# opinions on new old stock 2009 fuji Roubaix for noob



## carsonsig

A local shop is offering new old stock Fuji Roubaix for $790... I am 6'5" and finding bikes over 61 cm in any of my local shops has been impossible...


64cm FUJI BIKES ROUBAIX ROAD BIKE XXL-New Closeout (fits 6'3-6'7")

here is the fuji archive page:

Print Bike Page - Roubaix

$800 barely gets me tiagra all over and no carbon stays in my shops new.. and nothing above a 61 cm. I like that it has a mix of 105, and carbon stays... in that price range, I am at bikes direct with no carbon stays and a motobecane etc... I realize the stuff will be 2+ years old editions of 105 etc. 

I did a sprint tri and training on my mtb with street tires. and it sucked.... I want something lighter, with good stuff, from a good brand that will stand behind their gear... but dont have a ton of $$$... craigslist searching for this bike is barely below the 790, and some over... and 64 cm is really hard to come by... I would love for your opinions of why this is or isnt a good deal/idea.... thanks a TON!!!


----------



## PJ352

carsonsig said:


> A local shop is offering new old stock Fuji Roubaix for $790... I am 6'5" and finding bikes over 61 cm in any of my local shops has been impossible...
> 
> 
> 64cm FUJI BIKES ROUBAIX ROAD BIKE XXL-New Closeout (fits 6'3-6'7")
> 
> here is the fuji archive page:
> 
> Print Bike Page - Roubaix
> 
> $800 barely gets me tiagra all over and no carbon stays in my shops new.. and nothing above a 61 cm. I like that it has a mix of 105, and carbon stays... in that price range, I am at bikes direct with no carbon stays and a motobecane etc... I realize the stuff will be 2+ years old editions of 105 etc.
> 
> I did a sprint tri and training on my mtb with street tires. and it sucked.... I want something lighter, with good stuff, from a good brand that will stand behind their gear... but dont have a ton of $$$... craigslist searching for this bike is barely below the 790, and some over... and 64 cm is really hard to come by... I would love for your opinions of why this is or isnt a good deal/idea.... thanks a TON!!!


Since the bike is listed on CL I'm going to assume the shop is fairly local to you. If so, my suggestion is to go get fitted and test ride it. They specify 'by appointment', so before making the trek to the shop, consider calling and asking for the model year. Knowing that, we can better verify the price. 

That said and generally speaking, considering the specs, I think $790 is a good price, but only if the bike fits well and rides/ handles the way you like. Also, you mention a mix of 105, but the specs you link to show that the bike has Tiagra shifters. Not 'bad' by any means, but not representing what I'd consider a 105 equipped drivetrain.

◆ Record extracts ◆
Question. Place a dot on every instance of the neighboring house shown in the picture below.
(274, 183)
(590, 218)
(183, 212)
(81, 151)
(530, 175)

◆ Task set ◆
[A] Check each statement against the Fuji Roubaix thread and answer yes or no, quoting the deciding words: (i) The original poster has easily found bikes over 61 cm in local shops. (ii) The reply says the linked specs show Tiagra shifters. (iii) The reply calls $790 a good price regardless of fit.
[B] In the Fuji Roubaix thread, why does the reply suggest calling the shop before traveling there?

◆ The results ◆
[A]
(i) No: "finding bikes over 61 cm in any of my local shops has been impossible"
(ii) Yes: "the specs you link to show that the bike has Tiagra shifters"
(iii) No: "but only if the bike fits well and rides/ handles the way you like"

[B] The shop specifies "by appointment," so a call comes before the trip. The call is also a chance to ask for the model year, and knowing it would let the replier better verify the price.